SHORT PROBLEM.
Copy the items below word for word, starting at the line that contains "white baseboard ->" and ending at the line that contains "Outline every instance of the white", with both of those lines included.

— Start STORED DATA —

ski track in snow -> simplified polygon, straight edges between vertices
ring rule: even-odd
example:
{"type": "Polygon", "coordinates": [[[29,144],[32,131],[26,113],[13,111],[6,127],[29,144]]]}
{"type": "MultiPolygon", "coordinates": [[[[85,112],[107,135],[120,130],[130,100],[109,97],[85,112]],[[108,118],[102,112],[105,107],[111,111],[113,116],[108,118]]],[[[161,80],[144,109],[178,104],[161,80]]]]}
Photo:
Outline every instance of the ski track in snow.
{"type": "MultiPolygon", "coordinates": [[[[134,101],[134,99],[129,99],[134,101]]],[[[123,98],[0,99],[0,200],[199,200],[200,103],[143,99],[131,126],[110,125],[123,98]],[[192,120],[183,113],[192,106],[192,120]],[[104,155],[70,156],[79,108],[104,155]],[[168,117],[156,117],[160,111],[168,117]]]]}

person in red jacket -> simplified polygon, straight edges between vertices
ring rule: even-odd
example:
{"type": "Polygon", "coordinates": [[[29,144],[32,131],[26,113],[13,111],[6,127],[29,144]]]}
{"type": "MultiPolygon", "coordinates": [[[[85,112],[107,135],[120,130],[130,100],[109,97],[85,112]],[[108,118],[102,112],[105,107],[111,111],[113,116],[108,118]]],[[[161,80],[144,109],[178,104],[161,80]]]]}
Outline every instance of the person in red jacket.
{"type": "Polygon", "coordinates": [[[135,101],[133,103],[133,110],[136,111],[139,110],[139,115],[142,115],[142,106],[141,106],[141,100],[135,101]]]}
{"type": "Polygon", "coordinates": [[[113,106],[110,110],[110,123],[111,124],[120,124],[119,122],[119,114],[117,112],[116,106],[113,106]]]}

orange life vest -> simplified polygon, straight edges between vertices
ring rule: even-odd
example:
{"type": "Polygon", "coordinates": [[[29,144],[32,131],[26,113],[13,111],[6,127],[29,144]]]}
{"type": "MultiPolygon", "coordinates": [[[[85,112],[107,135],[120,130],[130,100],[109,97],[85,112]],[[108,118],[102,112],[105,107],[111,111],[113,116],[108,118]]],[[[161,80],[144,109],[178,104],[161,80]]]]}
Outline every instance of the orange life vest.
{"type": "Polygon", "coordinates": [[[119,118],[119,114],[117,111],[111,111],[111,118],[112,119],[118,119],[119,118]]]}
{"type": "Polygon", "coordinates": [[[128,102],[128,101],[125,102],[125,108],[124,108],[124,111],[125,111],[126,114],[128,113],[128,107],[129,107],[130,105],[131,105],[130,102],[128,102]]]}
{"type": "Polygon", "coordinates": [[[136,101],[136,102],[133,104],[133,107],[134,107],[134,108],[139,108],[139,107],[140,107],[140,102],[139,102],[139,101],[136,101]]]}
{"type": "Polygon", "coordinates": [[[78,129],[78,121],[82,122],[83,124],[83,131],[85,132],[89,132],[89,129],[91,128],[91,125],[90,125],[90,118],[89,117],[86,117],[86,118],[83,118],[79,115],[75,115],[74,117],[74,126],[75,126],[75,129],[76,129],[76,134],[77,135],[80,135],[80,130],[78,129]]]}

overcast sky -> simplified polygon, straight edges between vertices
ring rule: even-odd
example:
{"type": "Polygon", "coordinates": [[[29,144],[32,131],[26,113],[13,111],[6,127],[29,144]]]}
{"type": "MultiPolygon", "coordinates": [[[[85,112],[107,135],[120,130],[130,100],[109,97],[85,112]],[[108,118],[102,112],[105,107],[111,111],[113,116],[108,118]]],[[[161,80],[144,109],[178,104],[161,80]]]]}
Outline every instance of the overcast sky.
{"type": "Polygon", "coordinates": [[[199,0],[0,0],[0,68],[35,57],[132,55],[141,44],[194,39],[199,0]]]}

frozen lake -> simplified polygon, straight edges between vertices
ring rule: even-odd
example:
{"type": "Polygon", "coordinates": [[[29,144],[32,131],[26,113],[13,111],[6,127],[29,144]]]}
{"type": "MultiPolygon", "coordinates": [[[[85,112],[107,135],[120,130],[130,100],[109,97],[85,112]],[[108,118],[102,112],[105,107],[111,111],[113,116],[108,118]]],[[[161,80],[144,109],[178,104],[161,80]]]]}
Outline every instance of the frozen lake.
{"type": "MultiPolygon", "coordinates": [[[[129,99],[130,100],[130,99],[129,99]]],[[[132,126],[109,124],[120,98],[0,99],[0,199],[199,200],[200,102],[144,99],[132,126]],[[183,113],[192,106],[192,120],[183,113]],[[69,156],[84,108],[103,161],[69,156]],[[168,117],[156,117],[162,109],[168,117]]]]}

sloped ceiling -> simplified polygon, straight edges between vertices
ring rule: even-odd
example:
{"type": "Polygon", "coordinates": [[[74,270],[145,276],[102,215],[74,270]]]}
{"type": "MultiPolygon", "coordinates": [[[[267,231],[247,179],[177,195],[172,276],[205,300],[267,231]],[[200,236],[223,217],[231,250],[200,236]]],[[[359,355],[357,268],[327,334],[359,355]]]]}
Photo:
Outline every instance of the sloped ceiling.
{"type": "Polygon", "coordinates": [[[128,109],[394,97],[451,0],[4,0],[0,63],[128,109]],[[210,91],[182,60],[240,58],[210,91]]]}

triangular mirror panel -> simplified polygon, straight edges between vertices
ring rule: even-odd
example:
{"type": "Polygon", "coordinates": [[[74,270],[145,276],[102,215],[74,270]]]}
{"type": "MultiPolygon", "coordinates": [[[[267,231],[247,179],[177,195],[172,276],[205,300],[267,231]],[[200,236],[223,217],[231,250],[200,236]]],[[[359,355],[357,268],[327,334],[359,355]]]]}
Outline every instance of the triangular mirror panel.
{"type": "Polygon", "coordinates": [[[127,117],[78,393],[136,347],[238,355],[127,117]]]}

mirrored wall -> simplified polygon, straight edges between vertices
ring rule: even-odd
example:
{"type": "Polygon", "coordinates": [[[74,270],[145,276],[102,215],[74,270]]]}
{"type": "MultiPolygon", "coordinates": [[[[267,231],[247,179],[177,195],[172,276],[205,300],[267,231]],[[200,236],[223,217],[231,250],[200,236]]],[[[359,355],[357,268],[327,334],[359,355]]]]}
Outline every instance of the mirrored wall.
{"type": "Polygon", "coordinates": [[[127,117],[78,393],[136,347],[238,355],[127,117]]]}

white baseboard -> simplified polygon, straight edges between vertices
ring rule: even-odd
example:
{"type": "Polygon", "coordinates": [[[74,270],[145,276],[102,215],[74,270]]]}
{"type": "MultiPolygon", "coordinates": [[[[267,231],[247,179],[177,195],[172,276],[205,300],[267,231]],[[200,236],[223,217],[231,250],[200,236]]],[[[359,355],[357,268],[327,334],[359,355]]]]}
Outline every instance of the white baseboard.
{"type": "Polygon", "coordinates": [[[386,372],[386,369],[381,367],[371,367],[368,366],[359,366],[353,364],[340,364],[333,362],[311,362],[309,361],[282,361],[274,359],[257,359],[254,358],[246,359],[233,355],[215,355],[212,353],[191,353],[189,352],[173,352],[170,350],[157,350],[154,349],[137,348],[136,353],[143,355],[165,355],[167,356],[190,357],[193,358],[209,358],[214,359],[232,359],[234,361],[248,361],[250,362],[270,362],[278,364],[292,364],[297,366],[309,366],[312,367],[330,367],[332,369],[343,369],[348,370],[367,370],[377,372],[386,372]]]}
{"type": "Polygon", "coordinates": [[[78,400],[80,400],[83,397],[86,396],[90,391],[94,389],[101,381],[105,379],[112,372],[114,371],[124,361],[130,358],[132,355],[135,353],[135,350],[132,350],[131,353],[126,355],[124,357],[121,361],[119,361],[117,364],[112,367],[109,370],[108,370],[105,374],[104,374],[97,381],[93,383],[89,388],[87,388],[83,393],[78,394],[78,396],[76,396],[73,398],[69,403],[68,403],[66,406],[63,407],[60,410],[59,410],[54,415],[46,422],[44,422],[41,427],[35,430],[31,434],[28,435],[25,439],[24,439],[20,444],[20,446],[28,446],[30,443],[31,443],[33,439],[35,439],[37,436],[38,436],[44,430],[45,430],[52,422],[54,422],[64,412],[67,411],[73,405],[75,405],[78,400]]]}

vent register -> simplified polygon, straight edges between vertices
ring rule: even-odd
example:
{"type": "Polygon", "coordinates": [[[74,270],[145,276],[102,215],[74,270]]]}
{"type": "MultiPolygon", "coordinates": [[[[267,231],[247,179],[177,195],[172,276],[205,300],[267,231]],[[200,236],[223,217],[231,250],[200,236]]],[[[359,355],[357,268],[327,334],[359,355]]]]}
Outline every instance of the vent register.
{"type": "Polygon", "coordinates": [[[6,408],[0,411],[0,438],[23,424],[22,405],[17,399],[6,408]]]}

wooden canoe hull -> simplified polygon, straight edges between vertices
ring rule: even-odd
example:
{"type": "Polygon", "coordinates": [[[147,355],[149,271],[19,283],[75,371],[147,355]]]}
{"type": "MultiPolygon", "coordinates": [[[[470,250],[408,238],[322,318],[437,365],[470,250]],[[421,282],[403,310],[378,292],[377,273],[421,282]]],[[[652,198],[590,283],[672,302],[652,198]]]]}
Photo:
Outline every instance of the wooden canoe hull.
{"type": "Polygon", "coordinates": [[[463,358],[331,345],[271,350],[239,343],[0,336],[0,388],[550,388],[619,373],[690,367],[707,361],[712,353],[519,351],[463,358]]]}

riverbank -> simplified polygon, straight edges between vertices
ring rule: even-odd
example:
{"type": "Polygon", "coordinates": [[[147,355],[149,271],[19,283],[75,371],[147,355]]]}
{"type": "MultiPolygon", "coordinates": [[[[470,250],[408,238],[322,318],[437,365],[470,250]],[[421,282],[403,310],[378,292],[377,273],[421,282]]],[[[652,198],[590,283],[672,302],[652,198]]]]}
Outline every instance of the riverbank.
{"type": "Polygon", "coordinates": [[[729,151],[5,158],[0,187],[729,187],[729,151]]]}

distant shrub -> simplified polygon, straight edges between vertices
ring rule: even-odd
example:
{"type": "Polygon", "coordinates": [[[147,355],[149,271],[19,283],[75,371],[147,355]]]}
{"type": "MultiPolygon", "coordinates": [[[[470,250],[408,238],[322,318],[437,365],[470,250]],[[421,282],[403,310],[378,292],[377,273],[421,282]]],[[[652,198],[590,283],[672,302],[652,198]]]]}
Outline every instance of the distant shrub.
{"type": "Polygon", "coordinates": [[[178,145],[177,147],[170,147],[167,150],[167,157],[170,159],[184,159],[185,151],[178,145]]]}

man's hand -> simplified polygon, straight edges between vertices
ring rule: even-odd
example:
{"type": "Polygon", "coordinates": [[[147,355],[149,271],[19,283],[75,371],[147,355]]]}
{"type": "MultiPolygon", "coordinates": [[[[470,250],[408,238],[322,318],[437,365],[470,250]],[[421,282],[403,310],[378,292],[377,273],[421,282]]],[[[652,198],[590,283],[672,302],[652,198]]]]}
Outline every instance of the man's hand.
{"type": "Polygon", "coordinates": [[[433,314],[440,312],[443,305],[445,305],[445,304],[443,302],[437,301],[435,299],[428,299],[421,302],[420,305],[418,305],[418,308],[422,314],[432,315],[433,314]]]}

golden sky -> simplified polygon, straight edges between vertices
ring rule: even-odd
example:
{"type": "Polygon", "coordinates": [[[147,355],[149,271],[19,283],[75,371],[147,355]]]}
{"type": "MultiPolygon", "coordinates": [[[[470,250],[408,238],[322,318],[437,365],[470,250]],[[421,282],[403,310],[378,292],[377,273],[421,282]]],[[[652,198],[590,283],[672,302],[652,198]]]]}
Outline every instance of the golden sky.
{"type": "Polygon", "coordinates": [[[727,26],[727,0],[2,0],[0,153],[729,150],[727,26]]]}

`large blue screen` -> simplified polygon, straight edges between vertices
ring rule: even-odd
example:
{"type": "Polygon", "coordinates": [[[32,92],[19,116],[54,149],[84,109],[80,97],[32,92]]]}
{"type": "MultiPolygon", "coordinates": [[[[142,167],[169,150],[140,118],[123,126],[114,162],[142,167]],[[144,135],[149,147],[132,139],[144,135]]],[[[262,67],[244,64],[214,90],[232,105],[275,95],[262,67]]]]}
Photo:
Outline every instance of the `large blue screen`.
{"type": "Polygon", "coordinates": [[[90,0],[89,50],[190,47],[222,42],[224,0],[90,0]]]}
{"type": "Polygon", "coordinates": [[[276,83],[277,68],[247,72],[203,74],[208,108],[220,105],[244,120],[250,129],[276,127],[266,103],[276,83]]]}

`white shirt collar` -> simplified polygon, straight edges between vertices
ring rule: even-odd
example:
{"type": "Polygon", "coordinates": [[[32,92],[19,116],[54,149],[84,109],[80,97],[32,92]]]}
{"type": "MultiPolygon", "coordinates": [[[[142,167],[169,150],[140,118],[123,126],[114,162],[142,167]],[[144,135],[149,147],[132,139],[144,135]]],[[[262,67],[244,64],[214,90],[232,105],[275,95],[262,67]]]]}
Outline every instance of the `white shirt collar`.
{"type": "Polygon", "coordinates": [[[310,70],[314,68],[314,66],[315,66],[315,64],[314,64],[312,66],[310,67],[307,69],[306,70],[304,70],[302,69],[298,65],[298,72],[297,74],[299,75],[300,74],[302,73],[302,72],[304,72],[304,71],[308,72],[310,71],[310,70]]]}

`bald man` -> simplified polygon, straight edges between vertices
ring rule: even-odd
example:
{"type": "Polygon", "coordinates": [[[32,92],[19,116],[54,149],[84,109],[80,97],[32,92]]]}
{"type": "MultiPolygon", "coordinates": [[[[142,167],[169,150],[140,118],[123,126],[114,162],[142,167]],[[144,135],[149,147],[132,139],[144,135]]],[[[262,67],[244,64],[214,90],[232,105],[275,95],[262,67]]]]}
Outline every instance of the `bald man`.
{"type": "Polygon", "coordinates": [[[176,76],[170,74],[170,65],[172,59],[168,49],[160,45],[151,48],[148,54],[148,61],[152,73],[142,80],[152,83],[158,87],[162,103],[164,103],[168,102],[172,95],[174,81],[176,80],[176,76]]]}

— End STORED DATA —

RESPONSE.
white baseboard -> simplified polygon, straight edges between vertices
ring rule: even-odd
example:
{"type": "Polygon", "coordinates": [[[74,270],[145,276],[102,215],[74,270]]]}
{"type": "MultiPolygon", "coordinates": [[[[267,231],[247,179],[177,195],[172,276],[205,300],[267,231]],[[200,236],[223,217],[231,250],[200,236]]],[[[359,355],[357,268],[327,334],[359,355]]]]}
Outline every instance of the white baseboard.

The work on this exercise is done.